# Adapter for table saw arbor?



## DennisCA

I read something in an old post here about making a sort of slip-over adapter for a smaller arbor so you'd be able to mount 30mm blades without using inserts. I got a 20mm arbor and while fiddling with the inserts isn't that bad I wonder if the idea is practical if I wanted to get a longer arbor though? I might as well turn it into a 30mm one then too. 







What I am thinking is a round 30mm piece with internal threads that simply screws onto the current arbor, this is then the new bigger arbor. Sounds pretty simple to me. But I am not sure if that would work or not, maybe I am overlooking something? Maybe there's a risk of the whole arbor coming loose (perhaps it's no bigger than the risk of the nut coming loose during regular operation) or something else I've overlooked?

Is there perhaps someone who does this kind of job routinely or would I have to start looking for local machinists?


----------



## wizard

Why would you want a longer arbour?


----------



## DennisCA

Because of something that causes lots of derails on this forum and that I wanted to avoid talking about for that reason. 

Let's just think of Norm for a hint.


----------



## wizard

So you do not want any help then


----------



## DennisCA

I just wanted to avoid the dado debate... There, happy? Dado, dado, dado, I said it three times and now we're done for!


----------



## wizard

well turnip you then


----------



## DennisCA

I answered all your questions despite your unpleasant tone and all you got in response is an insult. Well pineapple you, you foul language alert.


----------



## wizard

:lol:


----------



## Myfordman

It is a job for a machinist really as it is vital the adaptor is perfectly concentric with the original shaft.
The last thing you need is a wobble with a full stack mounted.
A good solid saw with plenty of power helps too.
Also helpful if there is no brake or only a gentle one on the spindle.

Nought wrong with a dado head sensibly used despite what most here will tell you.

Entries -
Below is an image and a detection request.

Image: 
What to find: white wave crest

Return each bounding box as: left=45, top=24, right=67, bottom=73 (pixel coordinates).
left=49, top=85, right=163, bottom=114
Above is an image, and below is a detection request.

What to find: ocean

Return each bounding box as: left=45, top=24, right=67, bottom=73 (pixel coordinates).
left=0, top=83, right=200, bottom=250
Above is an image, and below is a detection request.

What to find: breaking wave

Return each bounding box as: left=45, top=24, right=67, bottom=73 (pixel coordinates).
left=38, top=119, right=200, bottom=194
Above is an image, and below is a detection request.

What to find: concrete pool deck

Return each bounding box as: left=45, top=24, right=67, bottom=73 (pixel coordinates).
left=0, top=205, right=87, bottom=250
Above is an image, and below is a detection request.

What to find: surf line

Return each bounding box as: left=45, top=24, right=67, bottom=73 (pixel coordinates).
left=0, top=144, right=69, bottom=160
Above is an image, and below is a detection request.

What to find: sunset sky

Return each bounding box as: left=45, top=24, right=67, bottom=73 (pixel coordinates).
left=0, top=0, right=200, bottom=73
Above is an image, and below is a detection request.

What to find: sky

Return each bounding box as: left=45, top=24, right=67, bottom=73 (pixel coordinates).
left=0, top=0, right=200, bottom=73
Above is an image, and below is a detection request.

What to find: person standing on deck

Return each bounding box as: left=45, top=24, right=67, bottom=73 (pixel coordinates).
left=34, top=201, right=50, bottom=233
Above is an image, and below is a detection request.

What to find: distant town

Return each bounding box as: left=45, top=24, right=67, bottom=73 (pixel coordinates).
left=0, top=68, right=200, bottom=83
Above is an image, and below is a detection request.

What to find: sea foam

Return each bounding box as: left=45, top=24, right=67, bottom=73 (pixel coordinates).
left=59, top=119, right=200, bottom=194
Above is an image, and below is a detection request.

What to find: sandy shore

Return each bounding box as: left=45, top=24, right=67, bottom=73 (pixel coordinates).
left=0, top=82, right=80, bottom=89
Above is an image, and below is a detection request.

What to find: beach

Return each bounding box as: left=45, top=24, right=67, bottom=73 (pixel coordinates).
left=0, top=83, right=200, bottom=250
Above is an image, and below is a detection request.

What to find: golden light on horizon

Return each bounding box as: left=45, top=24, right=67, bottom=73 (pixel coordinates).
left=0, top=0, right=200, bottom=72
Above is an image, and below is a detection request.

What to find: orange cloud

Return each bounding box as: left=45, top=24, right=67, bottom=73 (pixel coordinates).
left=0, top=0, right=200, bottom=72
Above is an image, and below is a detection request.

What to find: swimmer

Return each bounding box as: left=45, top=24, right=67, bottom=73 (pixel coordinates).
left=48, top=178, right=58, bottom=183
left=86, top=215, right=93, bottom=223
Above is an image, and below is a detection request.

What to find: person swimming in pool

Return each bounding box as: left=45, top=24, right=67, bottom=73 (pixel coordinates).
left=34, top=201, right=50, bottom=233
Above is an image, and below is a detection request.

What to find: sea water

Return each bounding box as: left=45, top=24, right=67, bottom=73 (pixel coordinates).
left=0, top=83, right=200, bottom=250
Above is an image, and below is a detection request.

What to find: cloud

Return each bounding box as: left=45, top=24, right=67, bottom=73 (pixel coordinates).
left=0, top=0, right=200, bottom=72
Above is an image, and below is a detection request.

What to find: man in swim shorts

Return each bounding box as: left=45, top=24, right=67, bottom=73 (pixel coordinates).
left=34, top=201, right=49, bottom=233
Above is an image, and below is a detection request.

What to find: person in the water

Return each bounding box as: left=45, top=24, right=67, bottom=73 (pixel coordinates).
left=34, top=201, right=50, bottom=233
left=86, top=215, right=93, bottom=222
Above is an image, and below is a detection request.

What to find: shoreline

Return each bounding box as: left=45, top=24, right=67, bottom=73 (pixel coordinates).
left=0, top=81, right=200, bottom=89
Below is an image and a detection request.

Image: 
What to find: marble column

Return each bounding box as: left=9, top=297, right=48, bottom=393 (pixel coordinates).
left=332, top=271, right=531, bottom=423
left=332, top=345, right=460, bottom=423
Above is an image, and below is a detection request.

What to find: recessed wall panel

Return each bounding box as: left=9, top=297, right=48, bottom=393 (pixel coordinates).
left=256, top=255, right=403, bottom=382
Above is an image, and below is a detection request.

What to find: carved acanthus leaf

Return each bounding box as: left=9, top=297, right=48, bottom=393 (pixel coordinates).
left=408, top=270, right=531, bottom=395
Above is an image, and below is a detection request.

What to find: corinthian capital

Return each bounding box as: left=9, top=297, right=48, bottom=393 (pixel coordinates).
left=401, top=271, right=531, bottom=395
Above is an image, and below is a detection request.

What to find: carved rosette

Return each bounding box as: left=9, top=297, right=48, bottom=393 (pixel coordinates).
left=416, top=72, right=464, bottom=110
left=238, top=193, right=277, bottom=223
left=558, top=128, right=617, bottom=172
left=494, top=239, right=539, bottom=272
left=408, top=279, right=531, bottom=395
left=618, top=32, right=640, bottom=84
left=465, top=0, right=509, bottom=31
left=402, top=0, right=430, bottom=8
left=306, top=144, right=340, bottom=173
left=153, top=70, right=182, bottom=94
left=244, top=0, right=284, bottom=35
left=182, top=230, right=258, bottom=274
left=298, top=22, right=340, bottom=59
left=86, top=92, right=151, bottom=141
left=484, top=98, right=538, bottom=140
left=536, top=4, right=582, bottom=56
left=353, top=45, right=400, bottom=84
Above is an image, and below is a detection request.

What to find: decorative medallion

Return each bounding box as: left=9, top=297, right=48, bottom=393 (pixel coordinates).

What the task requires -
Can you reproduce, word for word, the part of the table saw arbor thread above starting at "It is a job" and ending at "full stack mounted."?

Reply to the exercise -
It is a job for a machinist really as it is vital the adaptor is perfectly concentric with the original shaft.
The last thing you need is a wobble with a full stack mounted.